** Assigned task 1 **
Answer these questions from the text on church gathering:
(a) How did the Ravens' owner respond when the Archbishop told him when the team could play?
(b) What did "Blue laws" keep people from doing?
(c) What question did Lutherans ask when deciding where to send a Pastor and set up a church?
** Assigned task 2 **
In the text on church gathering, condense the paragraph beginning "Despite all that doomsaying" into one or two sentences that keep its main points.
** Assigned task 3 **
Write the next part of the text on church gathering, picking up after its final sentence.

Gathering in a 3D world
Disestablishment—There
is an apocryphal story in Baltimore about the Archbishop of the city dictating
when the Baltimore Colts could play on a Sunday. Then when the Ravens (by the
way isn’t it cool that there is a football team named after a poem?) came to
town the Archbishop went to the coach and owner and told them when they could
play. The owner laughed in the Archbishop’s face. That anecdote is
Disestablishment in summary. There was a time when church and society were in
sync; the Christian life was easy because society marched to the beat of our
drum.
And gathering together on a Sunday
has gotten harder now that society isn’t propping up our worship. Gone are the
days when people organizing marathons and youth sports take Christian worship
into consideration, gone “Blue laws” that kept people from shopping when
society said they should be praying. This is a genuine loss.
Choice can be freeing, but it also can be overwhelming, and that
liberty can easily be transformed into the libertine. If businesses don’t have
to consider sabbath and rest any longer, they won’t. If coaches have one more
day a week to exert control over a player, they will.
Despite all that doomsaying, let me also affirm that disestablishment
can also be an opportunity to gather. It can be a calling for us to find ways
to meet that we’d never been able to before. All these places are open, let’s
meet in them. Let’s take church out of hallowed walls and into streets and
cafes, superstores and homes.
Demographic
Shift—A common mission strategy for Lutherans was to ask the question
“Where have the new Germans (or Swedes or Danes or Norwegians) moved?” and
that’s where a Pastor would be sent and a church set up, and that’s where
Lutherans would gather for worship. As immigration patterns have shifted in
this country, the question of where to set up new gatherings of Lutherans has
also shifted. No longer can we ask, “Where are the Danes, and are they the
happy kind?” instead we get to listen to what the Spirit is doing now. We also
get to notice some of the things the Spirit has been doing all along, but it
was a minority report so we didn’t focus on it.

** Items from a data source **
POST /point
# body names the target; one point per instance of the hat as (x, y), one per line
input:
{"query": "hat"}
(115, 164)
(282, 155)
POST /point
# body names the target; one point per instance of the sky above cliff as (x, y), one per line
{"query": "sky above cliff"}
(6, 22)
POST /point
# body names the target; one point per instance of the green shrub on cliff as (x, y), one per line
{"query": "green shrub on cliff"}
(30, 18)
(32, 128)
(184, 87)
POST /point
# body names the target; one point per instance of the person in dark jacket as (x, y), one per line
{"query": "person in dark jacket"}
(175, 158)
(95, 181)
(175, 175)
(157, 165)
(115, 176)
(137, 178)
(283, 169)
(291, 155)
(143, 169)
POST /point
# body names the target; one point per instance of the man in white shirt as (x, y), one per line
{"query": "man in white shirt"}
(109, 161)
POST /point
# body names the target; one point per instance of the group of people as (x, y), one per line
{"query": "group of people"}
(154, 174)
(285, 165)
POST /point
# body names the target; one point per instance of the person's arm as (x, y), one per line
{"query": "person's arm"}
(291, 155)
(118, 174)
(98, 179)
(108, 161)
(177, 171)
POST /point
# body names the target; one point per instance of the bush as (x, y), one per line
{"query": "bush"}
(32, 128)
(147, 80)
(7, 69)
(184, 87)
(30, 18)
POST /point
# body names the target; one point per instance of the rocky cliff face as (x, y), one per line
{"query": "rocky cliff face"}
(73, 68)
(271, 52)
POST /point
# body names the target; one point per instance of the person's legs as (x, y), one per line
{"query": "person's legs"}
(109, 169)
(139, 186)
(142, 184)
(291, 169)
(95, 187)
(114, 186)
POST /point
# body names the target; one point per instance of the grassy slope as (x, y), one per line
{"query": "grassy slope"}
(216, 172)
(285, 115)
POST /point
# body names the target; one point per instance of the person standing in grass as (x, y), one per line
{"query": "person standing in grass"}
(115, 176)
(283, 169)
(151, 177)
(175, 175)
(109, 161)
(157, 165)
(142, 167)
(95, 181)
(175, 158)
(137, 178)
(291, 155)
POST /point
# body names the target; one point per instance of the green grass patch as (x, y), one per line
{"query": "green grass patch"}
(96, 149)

** Output 1 **
(a) He laughed in the Archbishop's face.
(b) They kept people from shopping when society said they should be praying.
(c) "Where have the new Germans (or Swedes or Danes or Norwegians) moved?"

** Output 2 **
Disestablishment is also an opportunity and a calling to gather in ways never possible before. Since these places are open, church can move out of hallowed walls into streets, cafes, superstores and homes.

** Output 3 **
Hey wait, people from Guyana seem to be fairly Lutheran, and they’re
some of the most ethnically and racially diverse people on the planet! Wait
immigrants from Ethiopia and Namibia, Indonesia and India, Madagascar and
Finland—are all seeking to gather and worship with the Lutheran tradition as
foundational! Wow!
Decentralization—Front
and center to our experience of the pandemic was being decentered. How do you
gather when you have to be dispersed? How do you gather when the average person
isn’t a “joiner” like the Greatest Generation was? How do you gather around
central things at a time when everything we might center our lives on is looked
at with skepticism?
Well, the pandemic showed us we can get creative when we need to. Most every Pastor became a youtube, zoom, or facebook “star”—every Pastor a Televangelist—all in rather short order. We recently had a “snow day” at church, and we now have the infrastructure and habit in place that the majority of folk were still able to gather, abet electronically. Perhaps too, the impulse not to join things is now facing the same skepticism that belonging once did—we all had a harsh dose of forced isolation. Perhaps the precious nature of human connection and community is clearer than it was 4 years ago.